**Instructions to follow**
Reproduce the data that follows verbatim, omitting the pictures.

****************************************

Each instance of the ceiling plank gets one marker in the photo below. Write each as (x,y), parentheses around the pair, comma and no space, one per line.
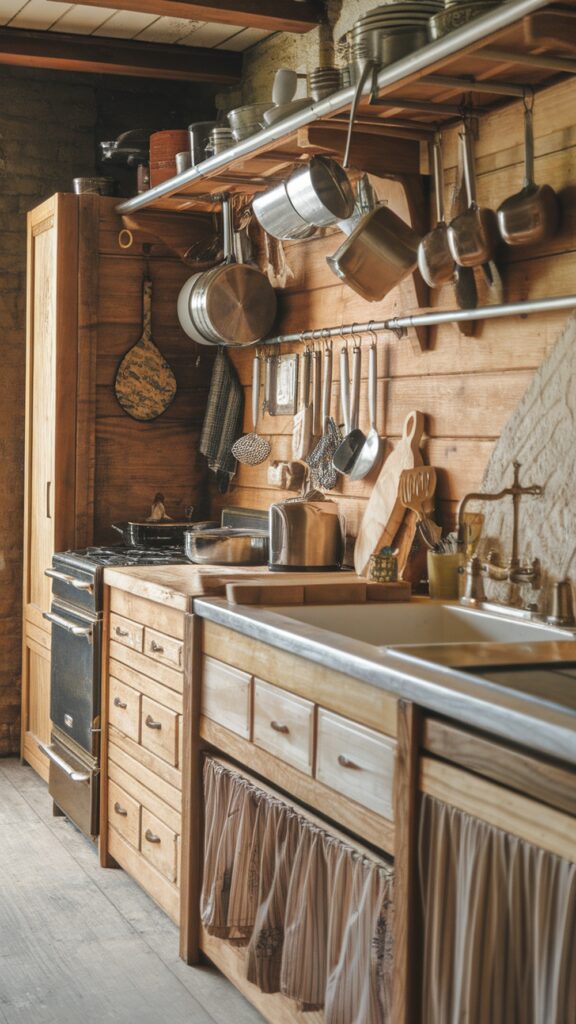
(118,56)
(289,15)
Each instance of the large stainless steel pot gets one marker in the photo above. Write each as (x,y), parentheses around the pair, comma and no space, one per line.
(275,213)
(227,546)
(380,252)
(321,193)
(232,304)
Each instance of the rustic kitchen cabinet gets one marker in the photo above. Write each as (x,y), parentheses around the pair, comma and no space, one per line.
(87,463)
(142,682)
(497,825)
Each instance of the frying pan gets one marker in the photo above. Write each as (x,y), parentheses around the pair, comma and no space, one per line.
(231,304)
(531,215)
(472,236)
(435,259)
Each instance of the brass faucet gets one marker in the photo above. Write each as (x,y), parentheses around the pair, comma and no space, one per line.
(512,570)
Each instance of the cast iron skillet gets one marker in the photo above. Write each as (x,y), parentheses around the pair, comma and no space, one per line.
(159,534)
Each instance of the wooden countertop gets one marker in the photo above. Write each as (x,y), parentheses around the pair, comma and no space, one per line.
(176,586)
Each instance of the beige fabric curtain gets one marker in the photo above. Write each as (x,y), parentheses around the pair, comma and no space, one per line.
(316,913)
(499,929)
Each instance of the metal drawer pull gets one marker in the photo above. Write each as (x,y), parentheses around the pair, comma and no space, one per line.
(74,776)
(152,724)
(347,762)
(77,631)
(65,578)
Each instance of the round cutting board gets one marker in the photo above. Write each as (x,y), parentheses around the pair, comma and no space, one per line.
(145,383)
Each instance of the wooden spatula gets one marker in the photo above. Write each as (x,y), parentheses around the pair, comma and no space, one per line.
(145,383)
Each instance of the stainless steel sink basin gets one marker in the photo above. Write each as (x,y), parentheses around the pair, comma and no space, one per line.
(421,622)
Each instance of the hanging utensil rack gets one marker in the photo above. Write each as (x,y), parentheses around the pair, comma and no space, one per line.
(400,325)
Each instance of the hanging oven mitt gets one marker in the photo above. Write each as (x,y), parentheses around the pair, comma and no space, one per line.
(222,423)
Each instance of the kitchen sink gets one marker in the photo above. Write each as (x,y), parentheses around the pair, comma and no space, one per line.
(421,622)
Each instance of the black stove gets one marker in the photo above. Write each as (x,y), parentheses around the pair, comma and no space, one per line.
(76,614)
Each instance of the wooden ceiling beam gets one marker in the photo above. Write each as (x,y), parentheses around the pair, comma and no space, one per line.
(272,15)
(118,56)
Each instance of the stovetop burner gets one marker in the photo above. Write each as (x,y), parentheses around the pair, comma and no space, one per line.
(89,559)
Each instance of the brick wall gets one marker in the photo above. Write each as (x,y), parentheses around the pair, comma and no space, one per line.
(49,126)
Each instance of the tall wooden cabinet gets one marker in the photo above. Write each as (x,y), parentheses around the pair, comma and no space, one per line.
(51,421)
(88,464)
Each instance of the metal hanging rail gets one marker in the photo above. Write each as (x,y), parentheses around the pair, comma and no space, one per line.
(494,19)
(399,325)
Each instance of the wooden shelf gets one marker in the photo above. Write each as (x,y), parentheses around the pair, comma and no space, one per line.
(533,50)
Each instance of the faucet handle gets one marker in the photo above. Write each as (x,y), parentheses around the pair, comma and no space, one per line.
(562,607)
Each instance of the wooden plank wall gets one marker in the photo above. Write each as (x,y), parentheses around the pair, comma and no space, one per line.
(466,387)
(132,460)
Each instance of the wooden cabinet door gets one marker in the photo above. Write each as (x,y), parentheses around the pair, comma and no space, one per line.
(50,428)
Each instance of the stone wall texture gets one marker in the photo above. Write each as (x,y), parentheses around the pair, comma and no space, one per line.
(540,435)
(49,126)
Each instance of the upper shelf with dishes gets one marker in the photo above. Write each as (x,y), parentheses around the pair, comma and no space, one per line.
(486,62)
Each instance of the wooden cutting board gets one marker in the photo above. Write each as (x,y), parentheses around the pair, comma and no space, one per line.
(145,383)
(384,512)
(296,589)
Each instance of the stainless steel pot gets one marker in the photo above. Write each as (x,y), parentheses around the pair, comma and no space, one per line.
(157,535)
(275,213)
(225,546)
(472,236)
(380,252)
(232,304)
(321,193)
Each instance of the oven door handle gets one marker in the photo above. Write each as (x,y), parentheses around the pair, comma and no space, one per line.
(65,578)
(74,776)
(65,624)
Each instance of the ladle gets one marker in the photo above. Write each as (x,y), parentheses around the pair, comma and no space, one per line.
(370,452)
(348,450)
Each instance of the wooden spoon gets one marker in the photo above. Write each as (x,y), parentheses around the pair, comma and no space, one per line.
(145,383)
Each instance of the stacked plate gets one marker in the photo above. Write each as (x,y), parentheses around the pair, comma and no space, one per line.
(246,121)
(324,81)
(392,31)
(457,13)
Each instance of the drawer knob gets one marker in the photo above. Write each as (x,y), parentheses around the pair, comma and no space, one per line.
(279,726)
(152,724)
(347,762)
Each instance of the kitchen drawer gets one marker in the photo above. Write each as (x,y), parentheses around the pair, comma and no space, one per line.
(227,696)
(159,845)
(283,725)
(159,731)
(125,632)
(124,709)
(356,761)
(124,814)
(163,648)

****************************************

**Written response**
Each instance of the ceiling plank gets one marker in the photo below. Write each as (x,y), parentheses around the pair, comma and no space, one per line.
(118,56)
(289,15)
Each instance of the large stainless steel pot gets one marker in the photo above. Write each as (x,y), parentheses around the pair, comma and no space, one per line.
(275,213)
(227,546)
(380,252)
(321,193)
(232,304)
Each instance of the rustic kitchen cabinet gets one marker in the photo above. Write each as (x,y), parentheses around the pair, comma and no space, one per line.
(87,463)
(142,682)
(497,825)
Each instance of the frying pan gets one marker in the photo above. Write each as (x,y), parentheses around the pair, comma and no space, one per line.
(231,304)
(531,215)
(472,236)
(435,259)
Each instance of the brass faucet gets one marker in the photo above. Write each as (x,y), parentheses around the pair, comma and no space, one per line.
(512,570)
Each instance of the cast iron skillet gets one marker in the photo above. Write each as (x,y), parentheses around the pair, comma and no space, one per line.
(159,534)
Each instance of the wooden countertop gets one marker in the photo above. Write each as (x,y), parentheses around the pair, comma and no space, one per line.
(176,586)
Each instance of the beige fabric curtain gets one marker in the photo above. Write each as (x,y), parentheses around the pair, comma and no space, one per line.
(316,913)
(499,929)
Each instance of the metal drawer pull gets one marker in the photo above. Write each as (x,y), parentheses around the pair, comma and no space, one per line.
(74,776)
(152,724)
(347,762)
(77,631)
(65,578)
Each instance of the round cutting board gets one marker in the photo above. Write each as (x,y), parentheses around the pair, comma and no space, one per line.
(145,383)
Each instance of the wooden spatula gets one marker in the photo above. Write each as (x,y), parentheses around the pair, comma and no space, one per line.
(145,383)
Each instance of the stainless steel sink basin gets one marker in the photo above. Write each as (x,y), parentheses around the pair, comma and no space, one per line.
(421,622)
Each instance of the hanging utensil rack gets one marker in the photo above. Write each as (x,y), parentheses around the pair, comma and no space, one per line.
(400,325)
Each instance of the hanging oven mitt gets one marker in the photo above. Write each as (x,y), parentheses around the pair, comma and no space, one per line.
(222,423)
Each instance of the kitchen sink gets one marker in the photo above. Write each as (x,y), parentheses around the pair, comma and no space, one per line.
(421,622)
Each instance of the black stove gets one marker in the photo above. Write each as (x,y), parentheses around the pair, comma and no space, one per line.
(76,614)
Each instance of the wooden ceiling beam gets one marker in the photo above. Write each as (x,y), parentheses around the pair, comma and no space, one per line.
(272,15)
(118,56)
Each instance of the stovetop burner gets one marker in the photo above. Write each as (x,y), parentheses around the pair, comma and no space, one per line.
(89,559)
Each instance of the brick wall gets one marker in the photo above. Write each as (x,y), parentheses around the pair, comma and no space, one per line.
(49,126)
Each instance of the tall wooden cabinet gets one marker in the photo above. Write each as (x,y), parentheses around the pair, comma and no space, one per line.
(51,421)
(88,464)
Each instance of the metal hanging rail gets one marker in the photo above. Write each as (x,y), parentheses around the pair, comma and no space, one per line.
(494,19)
(399,325)
Each instance of the wooden shelf gets one marker in the photo above. Write each as (x,y), parentheses around the pair, comma and no space, one per line.
(533,50)
Each instance of the faucet handle gets one marker in the photo above. Write each as (x,y), parentheses around the pair, comma and no space, one per line.
(562,607)
Each instance of the wooden plank wall gets one marker in the photo above. Write each as (x,y), parentheses around the pair, comma and no space, one per line.
(466,387)
(132,460)
Each instance of the wooden cabinet door gets one marker in the photo above. Write each as (x,y), parentheses around the pair, comma and no space, one per line.
(50,428)
Each instance of the stone wall texture gets one marker in the photo above. Write each as (x,y), parentheses around the pair, comma and no space, one per line.
(540,435)
(49,126)
Each instance of the upper shelf with dishes gets one marker in the photo above. Write each as (x,y), parentheses around the pair, comma and no space, one per line.
(486,62)
Each instance of the wooden cutting board gets one marker in the photo above. Write each as (x,y), parentheses around the pair, comma and no space, one per line.
(145,383)
(384,512)
(296,589)
Each instance of the stainless steel pot gets one marker in the photo above. Write each as (x,y), parentheses around the pair, comma and no space, one per line.
(157,535)
(275,213)
(225,546)
(472,236)
(380,252)
(232,304)
(321,193)
Each instance of the oven door handle gets one marker in the photo above. Write each as (x,y), parentheses around the pair, comma and no space, one per line.
(65,578)
(74,776)
(65,624)
Each instance of the ladle gets one marker in the photo above. Write each as (x,y), parentheses around the pair, comma and no space, one per line.
(370,452)
(348,450)
Each instance of the wooden spoon gets one marker in the photo above. Write each as (x,y), parentheses around the pair, comma and no space, one per line.
(145,383)
Each instance of the stacked plate gets one marker in the photo above. Write each as (x,y), parentheses around the pair, comma and no space, one per line.
(246,121)
(324,81)
(392,31)
(457,13)
Each instance of the drawer knob gets one marker in the photo above. Write each as (x,y), parentheses around the pair, comma and no space, one per line.
(279,726)
(152,724)
(347,762)
Each instance of the kitchen drawer gets one marker in the photo above. Write each as (x,y), parentheses around the pair, comma and no space, one per line.
(227,696)
(159,845)
(283,725)
(159,731)
(125,632)
(124,709)
(356,761)
(124,814)
(163,648)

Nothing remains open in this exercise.